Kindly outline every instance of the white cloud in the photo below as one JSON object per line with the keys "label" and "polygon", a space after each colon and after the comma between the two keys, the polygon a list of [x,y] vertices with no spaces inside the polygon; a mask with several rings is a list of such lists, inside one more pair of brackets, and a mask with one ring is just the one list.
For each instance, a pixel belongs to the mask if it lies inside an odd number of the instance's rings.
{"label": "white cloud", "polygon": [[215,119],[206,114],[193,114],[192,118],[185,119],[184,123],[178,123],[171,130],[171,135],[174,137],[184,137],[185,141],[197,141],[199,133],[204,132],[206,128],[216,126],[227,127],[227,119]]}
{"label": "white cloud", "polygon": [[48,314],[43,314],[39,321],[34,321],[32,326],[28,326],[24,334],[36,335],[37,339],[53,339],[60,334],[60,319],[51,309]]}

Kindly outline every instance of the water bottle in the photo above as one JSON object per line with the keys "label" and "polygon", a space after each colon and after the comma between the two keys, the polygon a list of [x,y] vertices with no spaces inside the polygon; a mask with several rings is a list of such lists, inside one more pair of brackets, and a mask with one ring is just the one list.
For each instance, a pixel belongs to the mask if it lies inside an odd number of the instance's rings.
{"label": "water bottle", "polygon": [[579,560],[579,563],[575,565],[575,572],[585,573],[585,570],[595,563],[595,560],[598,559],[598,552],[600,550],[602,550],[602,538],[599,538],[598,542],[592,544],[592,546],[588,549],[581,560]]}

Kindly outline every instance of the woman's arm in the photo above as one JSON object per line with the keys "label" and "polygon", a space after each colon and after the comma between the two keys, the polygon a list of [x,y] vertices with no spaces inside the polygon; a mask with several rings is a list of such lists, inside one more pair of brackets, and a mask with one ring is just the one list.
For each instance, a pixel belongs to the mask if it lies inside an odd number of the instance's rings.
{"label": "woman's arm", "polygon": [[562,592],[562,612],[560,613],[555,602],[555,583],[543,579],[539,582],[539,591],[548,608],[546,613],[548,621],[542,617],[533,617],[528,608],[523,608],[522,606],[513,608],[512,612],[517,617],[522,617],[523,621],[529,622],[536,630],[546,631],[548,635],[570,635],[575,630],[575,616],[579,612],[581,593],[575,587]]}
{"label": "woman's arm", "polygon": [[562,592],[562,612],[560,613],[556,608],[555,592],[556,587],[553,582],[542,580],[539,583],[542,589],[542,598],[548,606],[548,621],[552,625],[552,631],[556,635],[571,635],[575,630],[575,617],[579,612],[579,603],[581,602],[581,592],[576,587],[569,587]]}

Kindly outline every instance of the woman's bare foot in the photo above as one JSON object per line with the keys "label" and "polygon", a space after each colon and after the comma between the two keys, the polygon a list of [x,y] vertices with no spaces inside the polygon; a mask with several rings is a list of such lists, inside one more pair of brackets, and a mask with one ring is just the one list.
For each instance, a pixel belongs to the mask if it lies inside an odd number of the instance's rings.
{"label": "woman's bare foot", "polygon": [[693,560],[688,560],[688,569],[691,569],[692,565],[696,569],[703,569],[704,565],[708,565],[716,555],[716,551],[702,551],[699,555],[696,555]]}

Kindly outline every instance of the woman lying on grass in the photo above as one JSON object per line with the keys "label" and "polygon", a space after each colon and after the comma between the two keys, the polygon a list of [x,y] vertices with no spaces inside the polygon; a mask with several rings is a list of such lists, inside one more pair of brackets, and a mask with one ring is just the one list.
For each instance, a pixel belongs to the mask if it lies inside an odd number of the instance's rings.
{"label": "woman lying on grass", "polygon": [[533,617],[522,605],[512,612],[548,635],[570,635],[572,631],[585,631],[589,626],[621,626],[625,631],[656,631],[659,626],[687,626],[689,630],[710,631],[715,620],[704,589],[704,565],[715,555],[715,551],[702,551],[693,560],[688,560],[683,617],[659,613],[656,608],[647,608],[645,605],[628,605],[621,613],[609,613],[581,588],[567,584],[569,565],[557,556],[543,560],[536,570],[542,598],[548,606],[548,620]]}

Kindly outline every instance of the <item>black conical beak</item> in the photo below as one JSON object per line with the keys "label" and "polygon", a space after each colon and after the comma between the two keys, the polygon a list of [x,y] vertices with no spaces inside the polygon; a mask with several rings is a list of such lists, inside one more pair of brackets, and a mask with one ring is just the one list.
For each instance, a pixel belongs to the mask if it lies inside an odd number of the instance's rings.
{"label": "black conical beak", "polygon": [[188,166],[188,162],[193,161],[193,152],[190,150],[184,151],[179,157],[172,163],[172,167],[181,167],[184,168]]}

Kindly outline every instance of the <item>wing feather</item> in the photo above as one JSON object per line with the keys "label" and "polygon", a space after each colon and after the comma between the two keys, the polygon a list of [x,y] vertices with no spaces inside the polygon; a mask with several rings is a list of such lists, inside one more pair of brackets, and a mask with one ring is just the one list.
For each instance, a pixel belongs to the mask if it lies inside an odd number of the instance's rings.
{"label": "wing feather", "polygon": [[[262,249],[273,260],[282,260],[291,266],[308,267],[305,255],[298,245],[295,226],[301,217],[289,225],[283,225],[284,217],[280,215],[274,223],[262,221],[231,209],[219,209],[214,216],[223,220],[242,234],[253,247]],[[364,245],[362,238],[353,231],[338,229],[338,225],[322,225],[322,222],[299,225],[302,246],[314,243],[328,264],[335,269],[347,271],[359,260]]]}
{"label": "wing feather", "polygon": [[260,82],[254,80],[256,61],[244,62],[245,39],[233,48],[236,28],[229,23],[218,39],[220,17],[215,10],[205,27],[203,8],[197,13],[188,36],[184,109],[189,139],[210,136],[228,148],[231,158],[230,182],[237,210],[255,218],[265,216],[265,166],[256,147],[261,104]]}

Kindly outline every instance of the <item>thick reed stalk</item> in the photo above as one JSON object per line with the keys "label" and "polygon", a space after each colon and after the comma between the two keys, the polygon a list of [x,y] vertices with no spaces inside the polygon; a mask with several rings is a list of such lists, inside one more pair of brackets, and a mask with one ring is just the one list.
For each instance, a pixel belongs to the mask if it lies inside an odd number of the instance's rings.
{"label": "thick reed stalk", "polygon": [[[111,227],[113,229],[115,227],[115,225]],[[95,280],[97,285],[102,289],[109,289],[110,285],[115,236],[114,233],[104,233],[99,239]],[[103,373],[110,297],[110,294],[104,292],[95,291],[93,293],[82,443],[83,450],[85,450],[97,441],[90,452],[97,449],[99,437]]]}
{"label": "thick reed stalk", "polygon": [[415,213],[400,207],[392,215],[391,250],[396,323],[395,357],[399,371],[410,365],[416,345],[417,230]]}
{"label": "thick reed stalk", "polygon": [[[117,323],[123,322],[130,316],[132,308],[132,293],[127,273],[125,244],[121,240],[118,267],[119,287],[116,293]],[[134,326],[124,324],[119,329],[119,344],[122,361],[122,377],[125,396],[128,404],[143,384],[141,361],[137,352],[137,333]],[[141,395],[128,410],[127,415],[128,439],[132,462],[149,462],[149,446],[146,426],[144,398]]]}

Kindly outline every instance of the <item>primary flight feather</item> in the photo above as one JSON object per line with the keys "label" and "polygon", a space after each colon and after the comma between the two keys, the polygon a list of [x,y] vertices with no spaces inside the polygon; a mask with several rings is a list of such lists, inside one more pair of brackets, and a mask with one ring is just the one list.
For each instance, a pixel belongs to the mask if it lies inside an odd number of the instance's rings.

++++++++

* **Your task**:
Return exactly the lines from the one containing "Kindly outline every instance of the <item>primary" through the last line of the records above, both included, and nothing else.

* **Solved problem**:
Kindly outline every instance of the <item>primary flight feather</item> in the photo above as one JSON object per line with the keys "label" and "polygon", a space after each colon and after the comma between the two keys, the polygon a list of [x,y] vertices with no spaces inside the polygon; a mask with several rings is a list of such lists, inside one more pair of brackets, and a mask with one ring is just the one list.
For each instance, a pixel belongs to the mask if it lies inside an odd number of the instance's rings.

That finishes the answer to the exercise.